====== Source passage ======
Merge Columns Example:
If you want to merge Product and Category, select both.
- Click Transform → Merge Columns.
- Use " - " as a separator (e.g., "Monitor - Electronics").
- Step 4: Adding Conditional Transformations
Add a new custom column called "Sales Performance":
if [Sales Amount] < 300 then "Low" else if [Sales Amount] >= 300 and [Sales Amount] < 800 then "Medium" else "High"
Ensure that the column correctly categorizes sales performance.
Task
- ✔ Complete all steps in Power Query.
- ✔ Experiment with unpivoting, splitting, merging, and conditional logic.
- ✔ Use ChatGPT to troubleshoot or improve your M script.
Module 5: Parameterization and Dynamic Queries in Power Query
=== Objective ===In this module, you will learn:*✔ How to create parameters in Power Query.*✔ How to use parameters to filter and control query results dynamically.*✔ How to build dynamic data sources based on user input.*✔ How to leverage ChatGPT for writing and optimizing M code for parameterization.
=== Provided Data ===For this exercise, we will use the PQ_sales.csv file and introduce a new dataset PQ_parameters.xlsx, which contains dynamic filter values.
📂 File:PQ parameters.xlsx - Parameter table for dynamic filtering:
Instructions
Step 1: Import the Data
- Open Power Query in Excel or Power BI.
- Import both datasets:
PQ_sales.csv (Sales transactions)
PQ_parameters.xlsx (Filter parameters)
- Ensure that the tables load correctly.
Step 2: Creating and Using Parameters Dynamically
- Load the PQ_parameters.xlsx table into Power Query.
- Ensure that the table has two columns: ParameterName and Value.
- Click on Transform → Use First Row as Headers to make sure column names are correctly applied.
- Convert the table into a record for easy reference:
Select the ParameterName column and pivot it so that each parameter becomes a column.
Click Transform → Pivot Column, setting Value as the values column.
This should create a record with fields StartDate, EndDate, MinCost, MaxCost.
- Ensure that all values are in the correct data type (Date for StartDate and EndDate, Number for MinCost and MaxCost).
- Now, the parameters are dynamically retrieved from the PQ_parameters.xlsx file.
====== Dataset content ======
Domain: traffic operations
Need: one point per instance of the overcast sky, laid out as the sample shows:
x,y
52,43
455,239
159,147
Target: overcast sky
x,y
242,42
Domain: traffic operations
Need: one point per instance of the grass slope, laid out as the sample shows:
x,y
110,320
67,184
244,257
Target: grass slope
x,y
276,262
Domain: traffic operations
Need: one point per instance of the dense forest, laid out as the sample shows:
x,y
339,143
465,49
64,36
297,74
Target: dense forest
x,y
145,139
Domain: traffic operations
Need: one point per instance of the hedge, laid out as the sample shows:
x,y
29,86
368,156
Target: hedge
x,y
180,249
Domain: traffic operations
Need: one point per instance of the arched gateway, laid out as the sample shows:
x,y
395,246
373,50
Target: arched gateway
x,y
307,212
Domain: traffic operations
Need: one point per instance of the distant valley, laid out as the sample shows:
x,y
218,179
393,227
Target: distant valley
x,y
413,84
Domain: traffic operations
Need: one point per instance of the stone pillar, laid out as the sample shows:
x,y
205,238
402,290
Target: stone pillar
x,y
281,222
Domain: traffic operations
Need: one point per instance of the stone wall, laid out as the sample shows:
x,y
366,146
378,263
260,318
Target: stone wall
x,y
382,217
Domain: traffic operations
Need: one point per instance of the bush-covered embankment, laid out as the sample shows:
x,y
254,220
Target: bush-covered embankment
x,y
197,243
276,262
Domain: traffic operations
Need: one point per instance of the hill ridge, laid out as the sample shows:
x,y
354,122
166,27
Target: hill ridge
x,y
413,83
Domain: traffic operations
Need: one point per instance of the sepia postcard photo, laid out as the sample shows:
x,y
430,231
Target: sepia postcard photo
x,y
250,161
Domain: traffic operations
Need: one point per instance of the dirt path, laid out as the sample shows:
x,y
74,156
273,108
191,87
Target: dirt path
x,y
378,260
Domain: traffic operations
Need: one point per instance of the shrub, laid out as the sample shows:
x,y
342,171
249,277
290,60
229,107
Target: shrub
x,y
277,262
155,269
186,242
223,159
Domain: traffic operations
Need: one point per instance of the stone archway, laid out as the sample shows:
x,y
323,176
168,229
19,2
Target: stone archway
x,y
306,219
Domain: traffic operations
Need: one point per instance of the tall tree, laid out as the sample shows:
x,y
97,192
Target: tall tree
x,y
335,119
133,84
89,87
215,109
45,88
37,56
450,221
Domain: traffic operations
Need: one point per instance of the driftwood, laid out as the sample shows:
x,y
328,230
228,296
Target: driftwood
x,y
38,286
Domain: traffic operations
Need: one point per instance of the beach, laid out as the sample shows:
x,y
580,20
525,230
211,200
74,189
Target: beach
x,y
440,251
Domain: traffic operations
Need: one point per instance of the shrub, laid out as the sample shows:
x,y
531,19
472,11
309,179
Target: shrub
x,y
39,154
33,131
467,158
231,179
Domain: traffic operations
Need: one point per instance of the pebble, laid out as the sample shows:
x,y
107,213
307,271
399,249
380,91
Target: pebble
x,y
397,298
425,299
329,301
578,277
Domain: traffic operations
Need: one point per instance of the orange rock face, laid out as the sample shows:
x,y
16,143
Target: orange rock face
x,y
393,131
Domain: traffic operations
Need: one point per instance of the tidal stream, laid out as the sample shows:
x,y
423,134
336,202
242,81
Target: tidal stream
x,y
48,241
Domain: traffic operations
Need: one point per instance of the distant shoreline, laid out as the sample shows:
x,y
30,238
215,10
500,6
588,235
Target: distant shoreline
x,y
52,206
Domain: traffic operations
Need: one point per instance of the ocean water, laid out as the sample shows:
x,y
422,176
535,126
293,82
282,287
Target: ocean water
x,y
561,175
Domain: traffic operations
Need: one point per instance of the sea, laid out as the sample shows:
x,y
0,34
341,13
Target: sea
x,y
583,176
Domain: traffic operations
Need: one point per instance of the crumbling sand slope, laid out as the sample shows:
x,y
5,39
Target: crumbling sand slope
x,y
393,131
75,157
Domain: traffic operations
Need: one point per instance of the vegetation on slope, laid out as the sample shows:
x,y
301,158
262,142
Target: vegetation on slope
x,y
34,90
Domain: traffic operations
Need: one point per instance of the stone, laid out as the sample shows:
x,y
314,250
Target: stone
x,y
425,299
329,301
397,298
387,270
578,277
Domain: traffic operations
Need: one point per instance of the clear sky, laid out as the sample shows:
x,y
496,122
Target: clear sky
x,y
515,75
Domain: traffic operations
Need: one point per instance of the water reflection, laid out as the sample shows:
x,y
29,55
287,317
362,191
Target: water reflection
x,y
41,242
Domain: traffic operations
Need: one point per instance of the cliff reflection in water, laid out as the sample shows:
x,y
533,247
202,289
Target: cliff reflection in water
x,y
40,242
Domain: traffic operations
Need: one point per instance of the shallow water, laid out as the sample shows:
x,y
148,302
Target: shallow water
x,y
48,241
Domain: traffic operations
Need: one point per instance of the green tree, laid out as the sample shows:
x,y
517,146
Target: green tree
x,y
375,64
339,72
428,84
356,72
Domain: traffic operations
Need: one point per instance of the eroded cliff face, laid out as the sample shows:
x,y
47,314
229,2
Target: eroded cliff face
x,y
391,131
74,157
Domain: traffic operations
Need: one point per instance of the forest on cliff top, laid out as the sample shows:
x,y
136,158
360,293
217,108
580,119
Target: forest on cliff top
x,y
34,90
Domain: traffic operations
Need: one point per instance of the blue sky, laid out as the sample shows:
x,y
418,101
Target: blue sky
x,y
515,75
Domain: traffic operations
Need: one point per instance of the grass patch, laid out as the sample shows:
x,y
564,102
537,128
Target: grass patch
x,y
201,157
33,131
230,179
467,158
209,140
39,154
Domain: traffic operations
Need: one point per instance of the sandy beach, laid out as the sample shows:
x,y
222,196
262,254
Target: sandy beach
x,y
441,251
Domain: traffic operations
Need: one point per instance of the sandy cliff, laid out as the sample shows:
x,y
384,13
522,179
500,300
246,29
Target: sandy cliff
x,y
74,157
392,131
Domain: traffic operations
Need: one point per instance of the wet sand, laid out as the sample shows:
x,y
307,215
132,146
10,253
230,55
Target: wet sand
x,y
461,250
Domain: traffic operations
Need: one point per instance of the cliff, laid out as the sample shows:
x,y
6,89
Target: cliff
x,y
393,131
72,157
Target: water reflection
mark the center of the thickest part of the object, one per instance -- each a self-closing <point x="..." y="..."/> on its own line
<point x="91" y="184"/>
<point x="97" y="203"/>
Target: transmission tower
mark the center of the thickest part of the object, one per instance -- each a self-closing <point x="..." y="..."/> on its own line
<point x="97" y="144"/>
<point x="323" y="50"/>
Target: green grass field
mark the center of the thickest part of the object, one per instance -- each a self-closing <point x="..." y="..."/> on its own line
======
- [Required actions]:
1. Rewrite the Power Query tutorial from "Module 5: Parameterization" up to and including "PQ_parameters.xlsx (Filter parameters)", replacing "Power Query" with "Power Query Editor".
2. In the Power Query tutorial, which two columns should the parameter table have?
3. How does the Power Query tutorial go on after its last sentence? Write the next part.

- [Results for each task]:
1.
Module 5: Parameterization and Dynamic Queries in Power Query Editor
=== Objective ===In this module, you will learn:*✔ How to create parameters in Power Query Editor.*✔ How to use parameters to filter and control query results dynamically.*✔ How to build dynamic data sources based on user input.*✔ How to leverage ChatGPT for writing and optimizing M code for parameterization.
=== Provided Data ===For this exercise, we will use the PQ_sales.csv file and introduce a new dataset PQ_parameters.xlsx, which contains dynamic filter values.
📂 File:PQ parameters.xlsx - Parameter table for dynamic filtering:
Instructions
Step 1: Import the Data
- Open Power Query Editor in Excel or Power BI.
- Import both datasets:
PQ_sales.csv (Sales transactions)
PQ_parameters.xlsx (Filter parameters)

2. ParameterName and Value.

3.
Step 3: Applying Parameters to Filter Data
Filter Sales Data Based on Date Range:
- Open the PQ_sales query in Power Query.
- Ensure that the OrderDate column is in Date format. If not, change it to Date using "Transform → Data Type → Date".
- Click on the filter dropdown for the OrderDate column.
- Select "Date Filters → Custom Filter".
- In the filter conditions:
Set the first condition to is after or equal to and reference the StartDate from the record.
Set the second condition to is before or equal to and reference the EndDate from the record.
- Click OK to apply the filter.
- Alternatively, use an M expression to filter data:
Table.SelectRows(PQ_sales, each [OrderDate] >= Parameters[StartDate] and [OrderDate] <= Parameters[EndDate])
Filter Sales Data Based on Cost Range:
- Ensure that the Cost column is in Number format.
- Click on the filter dropdown for the Cost column.
- Select "Number Filters → Between".
- Set the first condition to greater than or equal to and reference the MinCost from the record.
- Set the second condition to less than or equal to and reference the MaxCost from the record.
- Click OK to apply the filter.
- Alternatively, use an M expression:
Table.SelectRows(PQ_sales, each [Cost] >= Parameters[MinCost] and [Cost] <= Parameters[MaxCost])
Step 4: Building a Dynamic Data Source
Make the File Path Dynamic:
Source = Excel.Workbook(File.Contents(Parameters[FilePath]), null, true)
- Instead of using a static file path, create a parameter for the file location.
- Where FilePath is a user-defined parameter stored in PQ_parameters.xlsx.
Task
- ✔ Create and use parameters to filter the data dynamically.
- ✔ Implement a dynamic data source with a parameterized file path.
- ✔ Use ChatGPT to troubleshoot or improve your M script.